• Required task:
Restate the listing below word for word, omitting any images.

#### Dataset extract ####

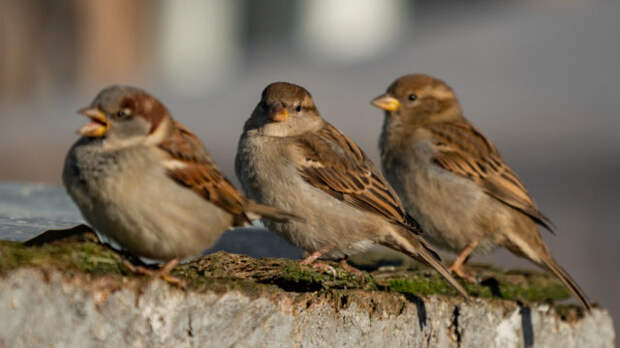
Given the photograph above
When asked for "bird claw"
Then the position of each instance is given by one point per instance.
(321, 266)
(162, 273)
(460, 271)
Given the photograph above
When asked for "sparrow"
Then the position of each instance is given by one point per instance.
(289, 157)
(453, 180)
(144, 182)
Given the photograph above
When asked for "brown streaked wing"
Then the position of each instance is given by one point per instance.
(199, 173)
(336, 165)
(465, 151)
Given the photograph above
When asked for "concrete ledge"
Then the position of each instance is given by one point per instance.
(76, 292)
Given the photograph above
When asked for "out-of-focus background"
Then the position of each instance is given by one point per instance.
(539, 77)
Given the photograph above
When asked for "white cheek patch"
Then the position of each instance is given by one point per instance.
(148, 105)
(174, 164)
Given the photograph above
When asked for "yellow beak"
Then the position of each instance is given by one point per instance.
(386, 102)
(278, 113)
(98, 124)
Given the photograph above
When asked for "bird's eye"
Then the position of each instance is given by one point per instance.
(123, 113)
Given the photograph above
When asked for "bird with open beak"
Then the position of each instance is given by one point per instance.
(291, 158)
(453, 180)
(144, 182)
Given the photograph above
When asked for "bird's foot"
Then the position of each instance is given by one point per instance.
(459, 270)
(345, 265)
(320, 266)
(163, 272)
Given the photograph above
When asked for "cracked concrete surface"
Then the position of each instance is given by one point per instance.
(47, 308)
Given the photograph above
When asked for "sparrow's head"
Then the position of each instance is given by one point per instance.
(123, 114)
(419, 98)
(285, 109)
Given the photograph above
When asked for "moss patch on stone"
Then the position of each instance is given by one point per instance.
(220, 272)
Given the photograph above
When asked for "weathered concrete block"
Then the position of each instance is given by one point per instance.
(77, 293)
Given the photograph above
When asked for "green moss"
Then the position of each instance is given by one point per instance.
(222, 272)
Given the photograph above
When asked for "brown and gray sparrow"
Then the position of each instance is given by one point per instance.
(453, 180)
(147, 184)
(291, 158)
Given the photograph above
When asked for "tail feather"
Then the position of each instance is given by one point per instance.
(256, 211)
(416, 247)
(568, 281)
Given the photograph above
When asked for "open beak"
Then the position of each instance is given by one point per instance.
(98, 123)
(386, 102)
(278, 113)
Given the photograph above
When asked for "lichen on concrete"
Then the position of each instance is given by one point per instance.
(233, 299)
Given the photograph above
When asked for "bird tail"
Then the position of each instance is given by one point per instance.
(416, 247)
(256, 211)
(568, 281)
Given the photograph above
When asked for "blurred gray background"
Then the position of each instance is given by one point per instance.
(539, 77)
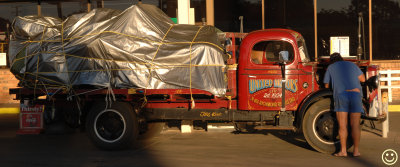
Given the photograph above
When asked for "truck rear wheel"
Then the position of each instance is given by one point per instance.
(320, 128)
(112, 128)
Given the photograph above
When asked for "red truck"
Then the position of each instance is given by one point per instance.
(272, 84)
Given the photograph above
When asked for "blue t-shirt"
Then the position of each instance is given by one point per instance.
(344, 76)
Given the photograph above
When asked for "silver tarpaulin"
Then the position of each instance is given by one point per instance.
(137, 48)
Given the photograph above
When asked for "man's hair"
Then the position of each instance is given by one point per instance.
(335, 57)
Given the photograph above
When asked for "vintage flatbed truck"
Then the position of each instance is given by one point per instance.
(266, 90)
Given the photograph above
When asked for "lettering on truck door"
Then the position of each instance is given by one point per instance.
(264, 80)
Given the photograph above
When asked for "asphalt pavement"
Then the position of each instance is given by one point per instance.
(217, 147)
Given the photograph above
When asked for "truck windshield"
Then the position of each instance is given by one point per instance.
(303, 50)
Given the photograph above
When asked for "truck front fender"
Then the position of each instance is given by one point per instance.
(308, 101)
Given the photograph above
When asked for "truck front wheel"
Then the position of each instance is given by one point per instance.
(112, 128)
(320, 128)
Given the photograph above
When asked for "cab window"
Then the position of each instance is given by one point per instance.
(267, 52)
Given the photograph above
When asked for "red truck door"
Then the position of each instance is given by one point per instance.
(260, 77)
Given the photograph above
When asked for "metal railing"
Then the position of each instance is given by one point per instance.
(388, 79)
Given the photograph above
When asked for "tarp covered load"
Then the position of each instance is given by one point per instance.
(137, 48)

####

• Task response:
Given the photograph above
When asked for "bird claw"
Then the position of each instance is given by one point per instance.
(321, 266)
(162, 273)
(460, 271)
Given the photograph above
When asked for "sparrow"
Then the position of each instance is given by one point per instance.
(289, 157)
(453, 180)
(144, 182)
Given the photograph above
When asked for "brown streaked wing"
Then the position of each instance is given by one point per instance.
(199, 173)
(336, 165)
(465, 151)
Given the photograph above
When asked for "concrete ledge"
Then the position of each instance is given by one point per instance.
(76, 292)
Given the photograph above
When asked for "out-of-focus background"
Then the position of each instance is given by one point per instance.
(539, 77)
Given the photograph above
When asked for "white cheek patch"
Then the position of each instance is given by one point per instance.
(148, 105)
(174, 164)
Given the photograph above
When asked for "yellow beak"
Then the position of each instance is given by one point per instance.
(386, 102)
(278, 113)
(98, 124)
Given the photograph above
When asked for "bird's eye"
Then the position of each instance is given by one point per instance.
(123, 113)
Given the photograph above
When asked for "bird with open beak"
Then the position of each instance is given by one point per instance.
(291, 158)
(453, 180)
(144, 182)
Given the photograph above
When asked for "bird's foot"
Then the position of each instance is given by one point per instance.
(459, 270)
(345, 265)
(320, 266)
(163, 272)
Given the photograph above
When asked for "cracked concrete surface"
Then the position of each instance is given by one point per instance.
(47, 308)
Given the photograph above
When asked for "sparrow's head"
Then the position of each instance is given by one point per instance.
(123, 114)
(419, 98)
(285, 109)
Given the photograph above
When asked for "moss patch on stone"
Then the position of each instance is given by one point per instance.
(220, 272)
Given the photograph above
When asked for "weathered concrete block"
Then the position of each instance is given by one point per instance.
(77, 293)
Given the photograph above
When asked for "green moss"
Then the position of each instance is given by one point per instance.
(222, 272)
Given the photograph above
When asked for "brown and gray sparrow"
Then the position of each instance is given by one point per instance.
(453, 180)
(147, 184)
(291, 158)
Given the photograph above
When asked for "tail feather"
Then the position of each instance is given by one point per instance.
(256, 211)
(416, 247)
(568, 281)
Given the photograph above
When asked for "open beak"
Then the position of each instance is given by one point per instance.
(98, 123)
(386, 102)
(278, 113)
Given the photograph above
When asked for "lichen on concrete"
Then the position of each instance is given by one point per instance.
(233, 299)
Given the photograph above
When asked for "bird tail"
Then the position of each instance is given by one point per instance.
(416, 247)
(256, 211)
(568, 281)
Given the photograph above
When asked for "blurred gray background"
Then the position of each instance is given by one point per instance.
(539, 77)
Given the photograph above
When asked for "truck rear wheel"
Then the position of each instance is given by one point per instance.
(320, 128)
(112, 128)
Given the photograph above
When asked for "red truck"
Then the position of each instance is given by one point per instance.
(272, 84)
Given the photograph above
When asked for "blue t-shirt"
Then the position of each instance is given by one point per instance.
(344, 76)
Given the photograph above
When asked for "silver tarpaulin"
Then the position of each instance is given by one point per instance.
(137, 48)
Given the photograph above
When asked for "man's hair"
Then the position of each instance is given by one point per instance.
(335, 57)
Given the photograph above
When asked for "vintage flatbed truck"
Then the position of each instance is given by one point per instance.
(266, 90)
Given the photograph above
When asked for "lettering on truck door"
Then the position of each instance is given by one point per instance.
(264, 80)
Given the photograph above
When asked for "asphalt pavement"
Then the position of each instance is given by one point per instance.
(217, 147)
Given the photograph above
When asked for "truck windshield"
Then the position of each instance is given by one point per instance.
(303, 50)
Given the photograph above
When asked for "truck front fender"
Then the position of each instance is given by one point per instance.
(308, 101)
Given the photograph above
When asked for "truck front wheel"
Then the position of each instance is given by one point per instance.
(112, 128)
(320, 128)
Given the photograph above
When asked for "cab window"
Then the position of each instance is given by one point per instance.
(267, 52)
Given the photograph above
When asked for "red truck door"
Then the position of each instance is given by one point per instance.
(260, 77)
Given the photograph above
When asked for "metal railing"
Then the position of each instance is given by one point per instance.
(388, 79)
Given the photograph above
When asked for "tarp covered load"
Then the position of each instance is given by one point per instance.
(137, 48)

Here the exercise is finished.